Labeled-object pointing entries:
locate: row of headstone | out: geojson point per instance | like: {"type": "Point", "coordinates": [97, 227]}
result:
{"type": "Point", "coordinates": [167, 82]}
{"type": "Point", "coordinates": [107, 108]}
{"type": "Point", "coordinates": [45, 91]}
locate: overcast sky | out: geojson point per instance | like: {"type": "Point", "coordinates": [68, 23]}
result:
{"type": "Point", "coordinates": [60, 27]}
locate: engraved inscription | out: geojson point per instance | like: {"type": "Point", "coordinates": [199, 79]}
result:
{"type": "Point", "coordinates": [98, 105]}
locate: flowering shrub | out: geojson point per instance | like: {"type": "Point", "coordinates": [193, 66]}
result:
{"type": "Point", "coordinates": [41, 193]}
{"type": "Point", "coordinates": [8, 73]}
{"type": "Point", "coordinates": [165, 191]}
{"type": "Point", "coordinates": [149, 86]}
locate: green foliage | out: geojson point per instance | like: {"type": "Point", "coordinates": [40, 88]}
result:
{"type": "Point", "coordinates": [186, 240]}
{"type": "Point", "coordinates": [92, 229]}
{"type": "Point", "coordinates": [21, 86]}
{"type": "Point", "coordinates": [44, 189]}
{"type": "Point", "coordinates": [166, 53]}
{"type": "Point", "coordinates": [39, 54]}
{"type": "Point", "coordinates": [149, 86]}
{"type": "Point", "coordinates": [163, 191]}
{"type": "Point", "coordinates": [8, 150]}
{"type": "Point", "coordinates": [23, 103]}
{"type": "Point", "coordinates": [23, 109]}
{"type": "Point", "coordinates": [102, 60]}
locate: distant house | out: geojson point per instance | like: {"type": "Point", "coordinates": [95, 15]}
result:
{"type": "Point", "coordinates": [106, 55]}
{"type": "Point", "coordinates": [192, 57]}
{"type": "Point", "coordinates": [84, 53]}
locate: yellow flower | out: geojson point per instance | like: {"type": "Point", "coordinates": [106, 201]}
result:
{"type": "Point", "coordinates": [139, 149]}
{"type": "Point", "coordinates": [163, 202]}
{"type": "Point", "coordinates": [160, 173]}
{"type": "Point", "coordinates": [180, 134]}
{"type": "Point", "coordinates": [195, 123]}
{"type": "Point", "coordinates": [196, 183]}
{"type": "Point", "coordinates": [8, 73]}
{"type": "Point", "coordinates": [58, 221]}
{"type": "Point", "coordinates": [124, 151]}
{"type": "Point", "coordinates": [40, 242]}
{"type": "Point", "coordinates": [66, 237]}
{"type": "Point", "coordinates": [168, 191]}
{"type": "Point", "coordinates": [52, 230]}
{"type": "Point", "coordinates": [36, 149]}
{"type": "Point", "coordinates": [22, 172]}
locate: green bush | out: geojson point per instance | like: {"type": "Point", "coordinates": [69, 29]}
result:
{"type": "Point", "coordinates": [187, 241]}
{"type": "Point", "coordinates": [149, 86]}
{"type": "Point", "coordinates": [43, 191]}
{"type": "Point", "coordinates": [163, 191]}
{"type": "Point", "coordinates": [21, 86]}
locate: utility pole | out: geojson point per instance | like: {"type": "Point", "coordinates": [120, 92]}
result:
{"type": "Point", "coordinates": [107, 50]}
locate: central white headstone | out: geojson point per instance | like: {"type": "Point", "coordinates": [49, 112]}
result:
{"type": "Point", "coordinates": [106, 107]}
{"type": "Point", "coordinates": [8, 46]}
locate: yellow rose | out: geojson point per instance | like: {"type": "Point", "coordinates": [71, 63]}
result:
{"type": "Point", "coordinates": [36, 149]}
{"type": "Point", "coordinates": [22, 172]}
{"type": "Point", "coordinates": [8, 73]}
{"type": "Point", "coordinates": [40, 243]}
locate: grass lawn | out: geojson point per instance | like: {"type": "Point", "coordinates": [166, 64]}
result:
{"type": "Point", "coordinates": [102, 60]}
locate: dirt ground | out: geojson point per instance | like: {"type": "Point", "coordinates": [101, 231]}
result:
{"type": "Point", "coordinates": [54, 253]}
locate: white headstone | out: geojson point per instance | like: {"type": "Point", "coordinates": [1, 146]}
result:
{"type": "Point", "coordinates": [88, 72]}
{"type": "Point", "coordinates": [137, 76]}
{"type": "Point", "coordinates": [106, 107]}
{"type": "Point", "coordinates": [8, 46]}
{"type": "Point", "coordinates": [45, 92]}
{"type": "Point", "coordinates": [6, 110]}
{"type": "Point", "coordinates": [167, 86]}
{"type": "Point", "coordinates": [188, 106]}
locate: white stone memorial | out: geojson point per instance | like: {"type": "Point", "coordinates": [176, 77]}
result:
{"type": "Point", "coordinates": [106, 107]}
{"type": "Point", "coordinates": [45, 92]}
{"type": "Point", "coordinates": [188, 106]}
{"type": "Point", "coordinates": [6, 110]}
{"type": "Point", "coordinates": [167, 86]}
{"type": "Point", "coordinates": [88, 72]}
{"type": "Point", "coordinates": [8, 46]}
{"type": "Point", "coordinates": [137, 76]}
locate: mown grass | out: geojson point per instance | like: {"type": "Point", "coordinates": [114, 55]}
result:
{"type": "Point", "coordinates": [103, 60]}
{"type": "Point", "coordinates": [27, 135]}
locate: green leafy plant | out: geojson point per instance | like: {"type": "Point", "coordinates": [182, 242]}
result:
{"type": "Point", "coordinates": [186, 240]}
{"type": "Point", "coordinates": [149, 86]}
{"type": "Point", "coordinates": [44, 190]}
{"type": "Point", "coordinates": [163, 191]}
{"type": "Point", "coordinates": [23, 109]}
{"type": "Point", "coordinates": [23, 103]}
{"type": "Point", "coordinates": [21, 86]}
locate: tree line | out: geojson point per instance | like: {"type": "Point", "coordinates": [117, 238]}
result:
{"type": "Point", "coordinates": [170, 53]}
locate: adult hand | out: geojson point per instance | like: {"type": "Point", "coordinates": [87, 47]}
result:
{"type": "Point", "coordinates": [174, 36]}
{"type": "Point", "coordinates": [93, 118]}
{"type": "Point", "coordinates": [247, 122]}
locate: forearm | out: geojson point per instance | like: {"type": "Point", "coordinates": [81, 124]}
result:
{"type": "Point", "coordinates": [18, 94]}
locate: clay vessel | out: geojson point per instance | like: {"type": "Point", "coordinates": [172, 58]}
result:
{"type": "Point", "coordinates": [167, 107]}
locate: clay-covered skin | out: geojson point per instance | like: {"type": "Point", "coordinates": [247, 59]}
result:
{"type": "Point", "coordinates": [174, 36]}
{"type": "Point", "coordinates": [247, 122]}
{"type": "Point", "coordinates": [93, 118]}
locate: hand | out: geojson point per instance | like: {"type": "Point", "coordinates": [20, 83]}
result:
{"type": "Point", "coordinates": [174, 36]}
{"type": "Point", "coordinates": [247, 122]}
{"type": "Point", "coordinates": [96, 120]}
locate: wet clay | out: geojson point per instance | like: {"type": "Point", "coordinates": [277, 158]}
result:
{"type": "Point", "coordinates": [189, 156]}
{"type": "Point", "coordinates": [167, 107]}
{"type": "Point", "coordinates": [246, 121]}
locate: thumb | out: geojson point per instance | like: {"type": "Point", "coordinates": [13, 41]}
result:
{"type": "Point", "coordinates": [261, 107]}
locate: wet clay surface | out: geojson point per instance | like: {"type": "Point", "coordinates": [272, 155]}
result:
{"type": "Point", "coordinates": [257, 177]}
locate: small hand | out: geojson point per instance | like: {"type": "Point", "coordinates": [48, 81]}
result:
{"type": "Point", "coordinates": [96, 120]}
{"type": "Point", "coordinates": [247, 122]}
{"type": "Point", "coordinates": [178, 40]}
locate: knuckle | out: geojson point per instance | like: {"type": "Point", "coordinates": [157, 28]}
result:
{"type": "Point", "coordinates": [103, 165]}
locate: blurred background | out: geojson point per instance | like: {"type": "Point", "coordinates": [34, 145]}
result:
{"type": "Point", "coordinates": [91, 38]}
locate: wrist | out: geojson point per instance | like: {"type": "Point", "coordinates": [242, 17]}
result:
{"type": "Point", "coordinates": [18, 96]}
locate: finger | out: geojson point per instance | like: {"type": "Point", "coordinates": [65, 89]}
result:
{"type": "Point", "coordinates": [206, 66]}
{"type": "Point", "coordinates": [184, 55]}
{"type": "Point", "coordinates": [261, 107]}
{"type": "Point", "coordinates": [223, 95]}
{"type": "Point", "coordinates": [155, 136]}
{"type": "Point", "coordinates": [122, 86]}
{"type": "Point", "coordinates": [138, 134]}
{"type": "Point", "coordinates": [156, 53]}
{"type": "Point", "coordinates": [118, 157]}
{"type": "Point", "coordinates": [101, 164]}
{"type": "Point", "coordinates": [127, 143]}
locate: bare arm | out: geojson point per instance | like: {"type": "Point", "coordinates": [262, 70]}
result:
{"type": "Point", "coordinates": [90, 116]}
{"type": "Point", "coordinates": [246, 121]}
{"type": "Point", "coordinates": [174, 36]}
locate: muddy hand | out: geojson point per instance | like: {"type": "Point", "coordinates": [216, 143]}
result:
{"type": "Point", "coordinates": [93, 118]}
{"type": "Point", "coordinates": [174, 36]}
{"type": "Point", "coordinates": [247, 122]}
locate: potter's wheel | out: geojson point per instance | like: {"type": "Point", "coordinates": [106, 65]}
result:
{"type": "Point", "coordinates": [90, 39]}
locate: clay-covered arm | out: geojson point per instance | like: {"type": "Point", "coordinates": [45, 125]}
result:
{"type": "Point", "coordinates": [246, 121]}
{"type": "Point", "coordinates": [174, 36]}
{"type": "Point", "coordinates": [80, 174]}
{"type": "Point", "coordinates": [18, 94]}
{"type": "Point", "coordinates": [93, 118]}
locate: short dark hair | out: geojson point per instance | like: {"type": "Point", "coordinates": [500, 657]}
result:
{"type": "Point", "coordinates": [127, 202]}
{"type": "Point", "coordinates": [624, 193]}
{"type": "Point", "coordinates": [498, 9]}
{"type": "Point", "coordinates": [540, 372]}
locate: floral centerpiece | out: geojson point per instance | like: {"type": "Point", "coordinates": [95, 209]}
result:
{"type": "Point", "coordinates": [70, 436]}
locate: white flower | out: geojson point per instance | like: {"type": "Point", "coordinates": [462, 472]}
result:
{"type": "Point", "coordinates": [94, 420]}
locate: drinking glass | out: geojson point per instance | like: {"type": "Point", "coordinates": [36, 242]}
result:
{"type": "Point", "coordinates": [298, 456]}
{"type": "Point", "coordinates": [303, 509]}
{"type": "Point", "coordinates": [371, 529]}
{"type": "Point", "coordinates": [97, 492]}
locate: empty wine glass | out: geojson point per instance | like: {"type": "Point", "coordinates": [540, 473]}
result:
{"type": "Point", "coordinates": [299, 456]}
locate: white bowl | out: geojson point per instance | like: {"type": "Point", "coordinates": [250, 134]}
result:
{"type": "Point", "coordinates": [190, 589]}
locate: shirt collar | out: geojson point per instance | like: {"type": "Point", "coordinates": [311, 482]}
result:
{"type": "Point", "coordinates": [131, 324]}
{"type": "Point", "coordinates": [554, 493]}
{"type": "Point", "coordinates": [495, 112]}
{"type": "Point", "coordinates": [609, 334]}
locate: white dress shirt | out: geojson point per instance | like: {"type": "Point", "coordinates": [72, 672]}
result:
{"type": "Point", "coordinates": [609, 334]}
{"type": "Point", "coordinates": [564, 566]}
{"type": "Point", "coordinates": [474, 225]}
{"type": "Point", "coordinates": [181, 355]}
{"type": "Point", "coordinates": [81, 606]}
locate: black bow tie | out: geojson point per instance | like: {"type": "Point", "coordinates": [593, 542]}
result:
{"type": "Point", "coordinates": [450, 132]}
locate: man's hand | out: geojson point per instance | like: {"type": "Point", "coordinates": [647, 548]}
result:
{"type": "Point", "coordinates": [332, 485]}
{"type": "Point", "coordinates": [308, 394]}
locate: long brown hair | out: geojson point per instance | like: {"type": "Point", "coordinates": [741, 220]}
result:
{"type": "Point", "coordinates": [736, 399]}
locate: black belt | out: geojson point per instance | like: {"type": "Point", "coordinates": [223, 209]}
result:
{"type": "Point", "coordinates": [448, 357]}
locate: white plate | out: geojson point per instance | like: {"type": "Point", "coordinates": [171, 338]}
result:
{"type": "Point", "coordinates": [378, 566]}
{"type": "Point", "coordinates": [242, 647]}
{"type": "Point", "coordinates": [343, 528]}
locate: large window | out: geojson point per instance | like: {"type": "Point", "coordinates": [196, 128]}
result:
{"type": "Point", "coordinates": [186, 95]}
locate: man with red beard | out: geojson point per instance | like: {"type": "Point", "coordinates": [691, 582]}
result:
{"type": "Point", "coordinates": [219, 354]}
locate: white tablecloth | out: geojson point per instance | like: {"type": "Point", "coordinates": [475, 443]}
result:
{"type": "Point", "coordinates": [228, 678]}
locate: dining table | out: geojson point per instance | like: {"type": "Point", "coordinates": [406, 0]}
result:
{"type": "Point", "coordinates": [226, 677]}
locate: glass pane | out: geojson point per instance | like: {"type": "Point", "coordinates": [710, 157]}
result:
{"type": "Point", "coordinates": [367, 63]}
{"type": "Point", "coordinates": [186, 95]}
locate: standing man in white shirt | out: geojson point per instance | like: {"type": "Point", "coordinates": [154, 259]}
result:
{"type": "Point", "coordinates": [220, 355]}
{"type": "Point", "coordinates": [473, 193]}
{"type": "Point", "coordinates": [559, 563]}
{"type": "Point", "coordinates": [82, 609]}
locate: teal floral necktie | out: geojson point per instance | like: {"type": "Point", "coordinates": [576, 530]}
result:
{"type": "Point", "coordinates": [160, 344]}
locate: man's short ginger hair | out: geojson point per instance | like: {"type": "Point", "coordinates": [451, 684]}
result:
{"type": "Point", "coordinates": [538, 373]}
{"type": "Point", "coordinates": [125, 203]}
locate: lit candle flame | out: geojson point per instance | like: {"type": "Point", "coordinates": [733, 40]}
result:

# Requirement:
Find "locate: standing man" in the data above, then repeat that line and all lines after it exactly, ending with the final line.

# Right answer:
locate: standing man in white shirt | out: geojson point per instance | like: {"type": "Point", "coordinates": [154, 259]}
result:
{"type": "Point", "coordinates": [220, 355]}
{"type": "Point", "coordinates": [473, 193]}
{"type": "Point", "coordinates": [559, 563]}
{"type": "Point", "coordinates": [82, 609]}
locate: teal floral necktie | out: geojson point per instance | like: {"type": "Point", "coordinates": [576, 530]}
result:
{"type": "Point", "coordinates": [160, 344]}
locate: man's short ginger hair | out: geojson point per instance | like: {"type": "Point", "coordinates": [451, 684]}
result:
{"type": "Point", "coordinates": [538, 373]}
{"type": "Point", "coordinates": [125, 203]}
locate: lit candle flame | out: geojson point per instance | like: {"type": "Point", "coordinates": [733, 40]}
result:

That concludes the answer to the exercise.